> **GESELECTEERD FRAGMENT**

-*-

Momenteel domineren vier grote wereldwijde spelers de tabaksindustrie: Japan Tobacco International (JTI), Imperial Brands, BAT en Philip Morris. Door fusies en overnames verwerven deze bedrijven marktmacht en controle over de productiemiddelen, waardoor ze de aankopers van ruwe tabak en tabaksboeren onder druk zetten. Euromonitor International schat dat JTI ongeveer 9% van de wereldwijde sigarettenmarkt controleert, Imperial Brands 4%, BAT 12% en Philip Morris 12%.
Wanneer zo'n enorme industrie wordt gemonopoliseerd door een paar spelers, die vrijwel elke stap in de waardeketen controleren, leert de ervaring dat dit slecht nieuws is. Gewasbeheersing, politiek lobbyen, prijsbeheersing en uitbuiting van arbeid zijn een veelvoorkomende uitdaging in andere gemonopoliseerde industrieën, zoals de vlees- en cacao-industrie.
Dit is niet anders in de tabaksindustrie: mensenrechtenschendingen zijn er schering en inslag. In Malawi maken bedrijven die tabaksbladeren kopen steeds meer gebruik van contractlandbouw als productiestrategie. Dit betekent dat kleine boeren inputs en leningen krijgen van het bedrijf dat de tabaksbladeren koopt om te investeren in het planten van tabak, met de garantie dat ze een markt hebben om de producten op te verkopen.
'Hoewel slavernij officieel eindigde in de negentiende eeuw, gaat de uitbuiting en controle over voormalige koloniën gewoon door.'
Op papier zou dit een manier kunnen zijn om de ontwikkeling van succesvolle kleine boerenbedrijven te stimuleren. In de praktijk betekent dit dat alle risico's bij de boeren zelf liggen, terwijl de bladkopers de markt controleren en de geproduceerde tabak kopen voor zeer lage prijzen. Bladkopers verkopen de tabak vervolgens aan de genoemde multinationale tabaksbedrijven, die deze naar Europa importeren en verwerken tot eindproducten met de hoogste toegevoegde waarde en dus profiteren van een fikse winst.

-*-

Bronrecords:
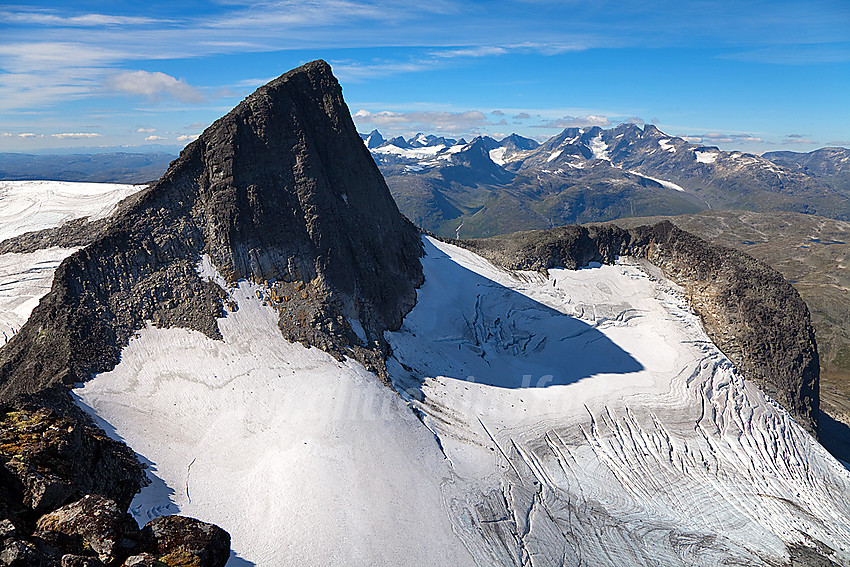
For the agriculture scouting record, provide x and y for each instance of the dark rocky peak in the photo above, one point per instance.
(518, 143)
(475, 157)
(489, 143)
(281, 190)
(373, 139)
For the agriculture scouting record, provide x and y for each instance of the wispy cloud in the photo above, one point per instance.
(75, 135)
(50, 18)
(800, 54)
(154, 86)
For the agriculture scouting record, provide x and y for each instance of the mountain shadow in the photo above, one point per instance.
(469, 327)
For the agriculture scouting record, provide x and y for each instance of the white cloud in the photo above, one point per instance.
(85, 20)
(480, 51)
(75, 135)
(154, 85)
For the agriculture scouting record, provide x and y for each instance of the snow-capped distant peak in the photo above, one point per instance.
(667, 145)
(497, 155)
(706, 156)
(599, 148)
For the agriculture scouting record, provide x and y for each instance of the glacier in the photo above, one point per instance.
(571, 418)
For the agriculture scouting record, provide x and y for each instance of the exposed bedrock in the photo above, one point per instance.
(749, 310)
(279, 190)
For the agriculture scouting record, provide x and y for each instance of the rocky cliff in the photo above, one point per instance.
(749, 310)
(279, 191)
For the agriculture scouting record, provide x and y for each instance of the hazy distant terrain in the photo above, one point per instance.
(101, 168)
(487, 187)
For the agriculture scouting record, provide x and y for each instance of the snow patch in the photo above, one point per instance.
(599, 148)
(35, 205)
(24, 280)
(302, 459)
(497, 155)
(664, 183)
(706, 156)
(411, 153)
(666, 145)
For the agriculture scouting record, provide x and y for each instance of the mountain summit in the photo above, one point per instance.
(281, 190)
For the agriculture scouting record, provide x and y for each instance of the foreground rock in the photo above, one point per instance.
(177, 540)
(280, 191)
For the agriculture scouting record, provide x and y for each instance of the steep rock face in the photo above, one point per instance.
(281, 188)
(749, 310)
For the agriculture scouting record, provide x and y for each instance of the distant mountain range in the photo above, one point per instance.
(485, 186)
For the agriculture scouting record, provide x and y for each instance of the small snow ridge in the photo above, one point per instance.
(667, 184)
(666, 145)
(704, 156)
(497, 155)
(411, 153)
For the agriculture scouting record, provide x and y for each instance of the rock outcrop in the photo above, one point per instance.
(749, 310)
(281, 190)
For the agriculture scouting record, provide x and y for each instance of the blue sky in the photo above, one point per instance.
(754, 75)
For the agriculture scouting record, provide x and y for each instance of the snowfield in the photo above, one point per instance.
(35, 205)
(27, 206)
(577, 418)
(24, 280)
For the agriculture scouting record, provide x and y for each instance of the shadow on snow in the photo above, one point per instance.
(472, 328)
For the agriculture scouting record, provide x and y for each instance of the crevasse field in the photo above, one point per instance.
(579, 418)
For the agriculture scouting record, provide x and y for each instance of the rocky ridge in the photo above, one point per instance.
(280, 191)
(749, 310)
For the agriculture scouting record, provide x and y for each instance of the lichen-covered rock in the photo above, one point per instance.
(7, 529)
(69, 560)
(51, 453)
(179, 541)
(18, 553)
(97, 523)
(142, 560)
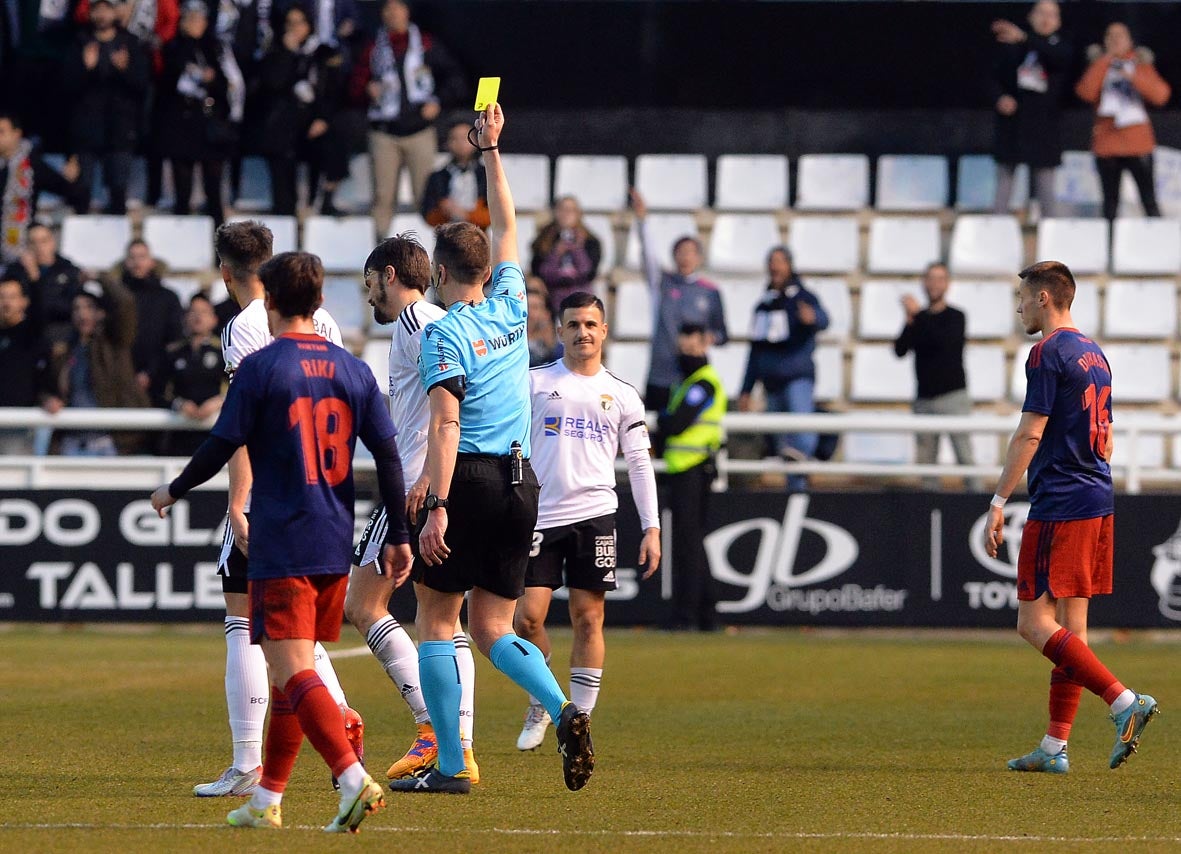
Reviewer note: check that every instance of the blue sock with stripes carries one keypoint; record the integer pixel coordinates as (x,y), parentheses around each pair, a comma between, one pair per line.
(439,675)
(523,664)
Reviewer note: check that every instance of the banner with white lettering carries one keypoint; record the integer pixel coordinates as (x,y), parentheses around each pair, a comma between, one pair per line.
(827,559)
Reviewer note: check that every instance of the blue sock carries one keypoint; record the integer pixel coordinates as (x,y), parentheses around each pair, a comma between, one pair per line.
(523,664)
(439,677)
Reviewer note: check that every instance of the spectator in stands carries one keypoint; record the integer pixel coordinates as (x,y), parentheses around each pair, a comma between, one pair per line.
(935,336)
(680,297)
(24,362)
(458,191)
(1029,83)
(157,310)
(96,369)
(193,110)
(24,175)
(50,281)
(193,378)
(783,339)
(109,75)
(301,85)
(566,255)
(1120,80)
(404,78)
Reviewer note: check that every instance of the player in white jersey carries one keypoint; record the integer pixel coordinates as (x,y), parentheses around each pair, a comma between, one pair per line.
(582,416)
(397,274)
(242,247)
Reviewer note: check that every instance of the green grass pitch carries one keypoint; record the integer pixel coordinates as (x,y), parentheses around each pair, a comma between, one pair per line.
(762,741)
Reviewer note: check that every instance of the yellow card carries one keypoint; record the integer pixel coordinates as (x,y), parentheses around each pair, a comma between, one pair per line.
(485,93)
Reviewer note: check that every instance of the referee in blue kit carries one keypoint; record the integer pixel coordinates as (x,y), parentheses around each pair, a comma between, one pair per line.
(481,508)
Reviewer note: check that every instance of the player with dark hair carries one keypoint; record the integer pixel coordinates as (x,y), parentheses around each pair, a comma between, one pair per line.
(1064,439)
(582,416)
(299,406)
(475,367)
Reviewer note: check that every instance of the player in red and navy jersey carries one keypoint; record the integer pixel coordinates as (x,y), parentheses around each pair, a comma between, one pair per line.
(1064,439)
(299,405)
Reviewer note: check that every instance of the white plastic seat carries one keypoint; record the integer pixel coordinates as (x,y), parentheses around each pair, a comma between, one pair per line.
(1082,245)
(833,182)
(1146,247)
(664,229)
(902,243)
(984,365)
(343,242)
(989,307)
(95,242)
(598,182)
(529,178)
(824,243)
(880,315)
(751,182)
(880,376)
(985,245)
(912,182)
(186,243)
(741,242)
(1140,308)
(672,182)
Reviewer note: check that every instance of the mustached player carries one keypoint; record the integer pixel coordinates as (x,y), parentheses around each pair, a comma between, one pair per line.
(582,416)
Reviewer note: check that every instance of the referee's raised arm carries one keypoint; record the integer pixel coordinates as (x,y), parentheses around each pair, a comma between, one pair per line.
(500,199)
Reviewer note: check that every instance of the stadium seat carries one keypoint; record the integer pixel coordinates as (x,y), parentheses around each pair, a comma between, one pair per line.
(529,178)
(911,182)
(672,182)
(824,243)
(984,364)
(1146,247)
(739,242)
(1140,308)
(833,293)
(880,315)
(751,182)
(343,242)
(186,243)
(664,229)
(989,307)
(984,245)
(880,376)
(598,182)
(833,182)
(95,242)
(902,243)
(1080,243)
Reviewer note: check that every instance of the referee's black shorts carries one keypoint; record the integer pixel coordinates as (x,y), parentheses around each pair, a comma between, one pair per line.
(489,529)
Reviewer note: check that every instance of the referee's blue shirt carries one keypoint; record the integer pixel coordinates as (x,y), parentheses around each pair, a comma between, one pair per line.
(487,345)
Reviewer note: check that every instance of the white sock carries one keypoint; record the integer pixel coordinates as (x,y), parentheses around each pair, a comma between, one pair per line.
(467,665)
(1052,745)
(398,656)
(585,688)
(247,692)
(328,676)
(1126,698)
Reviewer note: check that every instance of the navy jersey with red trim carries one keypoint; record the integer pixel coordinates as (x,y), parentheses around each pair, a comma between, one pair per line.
(299,405)
(1069,380)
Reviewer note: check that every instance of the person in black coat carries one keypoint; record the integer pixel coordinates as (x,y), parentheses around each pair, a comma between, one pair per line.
(1031,75)
(109,73)
(301,84)
(193,110)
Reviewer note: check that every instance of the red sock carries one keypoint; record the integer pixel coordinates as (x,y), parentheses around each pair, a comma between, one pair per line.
(320,718)
(1081,665)
(284,740)
(1064,696)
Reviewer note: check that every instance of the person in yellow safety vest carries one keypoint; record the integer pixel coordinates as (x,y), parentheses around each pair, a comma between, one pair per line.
(690,432)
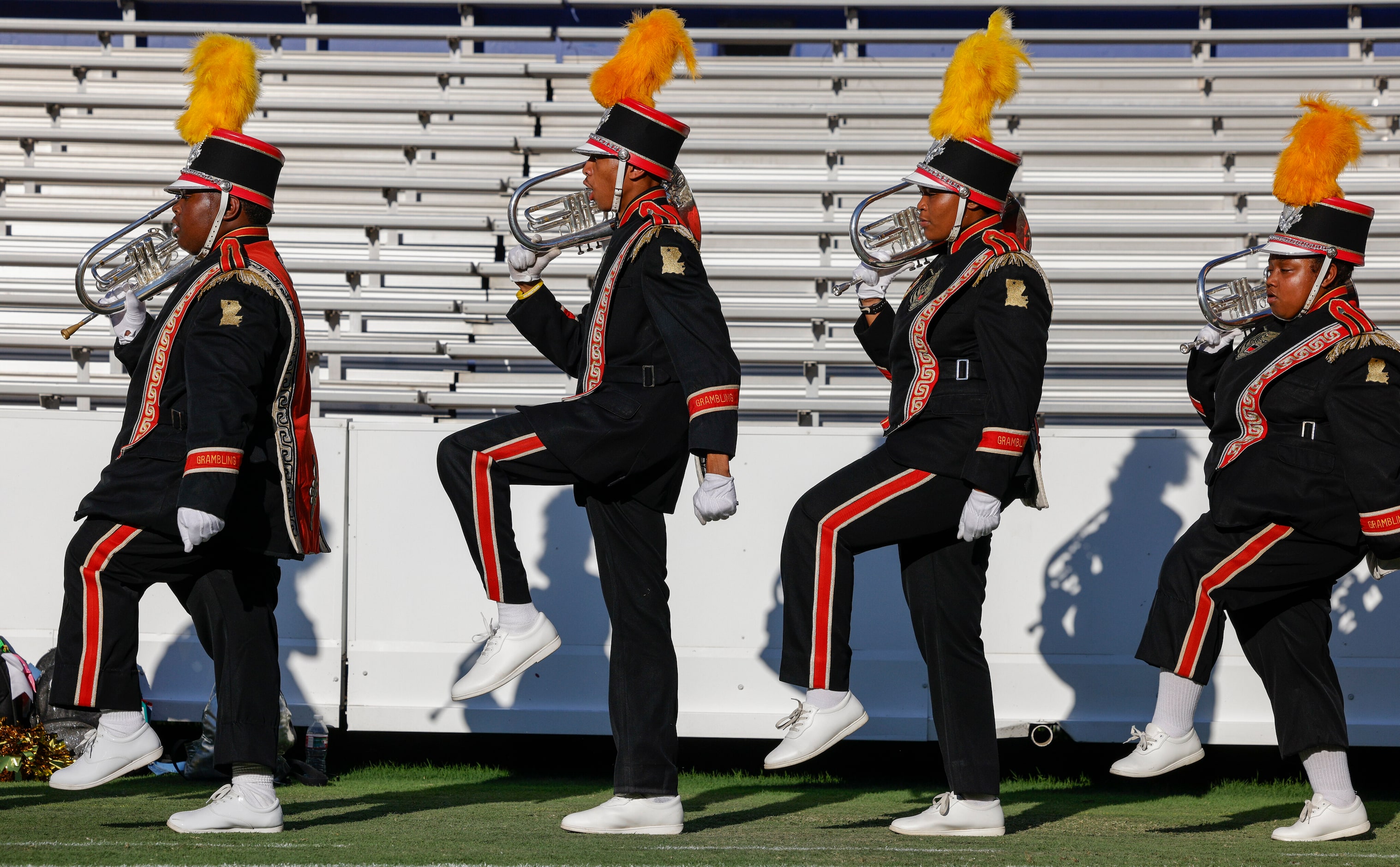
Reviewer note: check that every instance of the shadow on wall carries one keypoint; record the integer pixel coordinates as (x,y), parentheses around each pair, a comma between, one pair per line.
(187,674)
(1100,587)
(566,589)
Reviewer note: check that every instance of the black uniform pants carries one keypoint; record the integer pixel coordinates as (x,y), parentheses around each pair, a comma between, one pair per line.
(230,594)
(478,465)
(1276,586)
(868,505)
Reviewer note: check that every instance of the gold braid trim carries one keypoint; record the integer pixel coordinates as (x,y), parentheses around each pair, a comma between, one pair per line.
(247,275)
(1371,338)
(1016,258)
(647,235)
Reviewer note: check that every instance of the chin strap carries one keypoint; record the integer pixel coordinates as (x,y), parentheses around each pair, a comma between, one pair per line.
(957,230)
(1312,296)
(622,174)
(219,220)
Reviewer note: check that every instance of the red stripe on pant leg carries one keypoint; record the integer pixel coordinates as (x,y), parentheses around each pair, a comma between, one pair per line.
(1231,566)
(826,534)
(516,449)
(485,523)
(91,659)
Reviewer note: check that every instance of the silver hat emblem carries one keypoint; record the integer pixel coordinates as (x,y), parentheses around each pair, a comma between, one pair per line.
(1290,217)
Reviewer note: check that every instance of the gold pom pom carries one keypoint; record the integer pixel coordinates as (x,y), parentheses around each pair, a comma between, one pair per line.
(1322,143)
(224,90)
(981,76)
(645,58)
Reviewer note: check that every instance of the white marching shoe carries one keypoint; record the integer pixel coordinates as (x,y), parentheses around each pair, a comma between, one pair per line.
(229,812)
(1322,820)
(813,732)
(107,757)
(629,816)
(1157,753)
(506,656)
(952,816)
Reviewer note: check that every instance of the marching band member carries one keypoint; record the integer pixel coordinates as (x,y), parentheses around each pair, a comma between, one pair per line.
(1304,408)
(965,354)
(657,383)
(213,476)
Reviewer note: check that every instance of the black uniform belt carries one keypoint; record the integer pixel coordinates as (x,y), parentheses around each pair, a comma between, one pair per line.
(1319,432)
(959,369)
(639,374)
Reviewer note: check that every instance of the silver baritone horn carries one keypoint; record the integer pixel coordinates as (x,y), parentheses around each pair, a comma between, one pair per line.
(574,220)
(149,264)
(1231,304)
(899,235)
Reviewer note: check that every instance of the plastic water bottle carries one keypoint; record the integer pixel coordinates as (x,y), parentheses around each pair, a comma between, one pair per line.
(317,739)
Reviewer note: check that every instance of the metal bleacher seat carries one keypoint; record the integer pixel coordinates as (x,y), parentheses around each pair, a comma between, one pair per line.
(391,213)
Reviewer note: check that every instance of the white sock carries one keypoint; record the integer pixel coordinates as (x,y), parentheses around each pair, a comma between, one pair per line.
(516,618)
(122,723)
(1177,698)
(825,699)
(255,782)
(1329,775)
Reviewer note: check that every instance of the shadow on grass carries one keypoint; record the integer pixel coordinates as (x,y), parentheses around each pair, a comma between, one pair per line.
(802,796)
(497,790)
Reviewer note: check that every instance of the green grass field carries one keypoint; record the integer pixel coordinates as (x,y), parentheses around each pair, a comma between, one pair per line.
(481,816)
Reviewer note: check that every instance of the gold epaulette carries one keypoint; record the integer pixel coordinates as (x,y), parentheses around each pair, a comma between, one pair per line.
(1017,257)
(247,275)
(1371,338)
(647,235)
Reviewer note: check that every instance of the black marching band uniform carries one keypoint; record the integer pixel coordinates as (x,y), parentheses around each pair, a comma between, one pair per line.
(657,383)
(1304,476)
(217,419)
(965,354)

-*-

> **OPGAVEDETAILS**
Schrijf de tekst over de tabaksindustrie verder, aansluitend op de laatste zin. De lijst speelt hierbij geen enkele rol.

> **UITVOER HIERONDER**
Door directe contacten met arme boeren in Malawi te vermijden, ontlopen de mondiale tabaksbedrijven de verantwoordelijkheid voor de slechte arbeidsomstandigheden. De recente documentaire Tobacco Slave onthult deze verontrustende realiteit in Malawi.
Daarom is het relevant dat het Engelse Hooggerechtshof instemde met de behandeling van een rechtszaak die duizenden Malawische tabaksboeren aanspanden tegen BAT en Imperial Brands. Daarin stellen zij aan de kaak dat er uitbuitende arbeidsomstandigheden en kinderarbeid plaatsvindt op de tabaksboerderijen waar de tabak die zij kopen wordt verbouwd.
Veel Europese landen, waaronder België, hebben een lange geschiedenis van onrechtvaardige ontginning van grondstoffen, rijkdom en arbeid uit landen in het Zuiden voor hun eigen verrijking. Hoewel slavernij officieel eindigde in de negentiende eeuw, gaat de uitbuiting en controle over voormalige koloniën gewoon door. Malawi is een voorbeeld van een land dat dramatisch te lijden heeft onder de stijgende wereldvoedselprijzen, beperkte middelen heeft om te investeren in de ontwikkeling van de verwerkende industrie en door buitenlandse bedrijven wordt verdrongen van zijn enige winstgevende marktgewassen.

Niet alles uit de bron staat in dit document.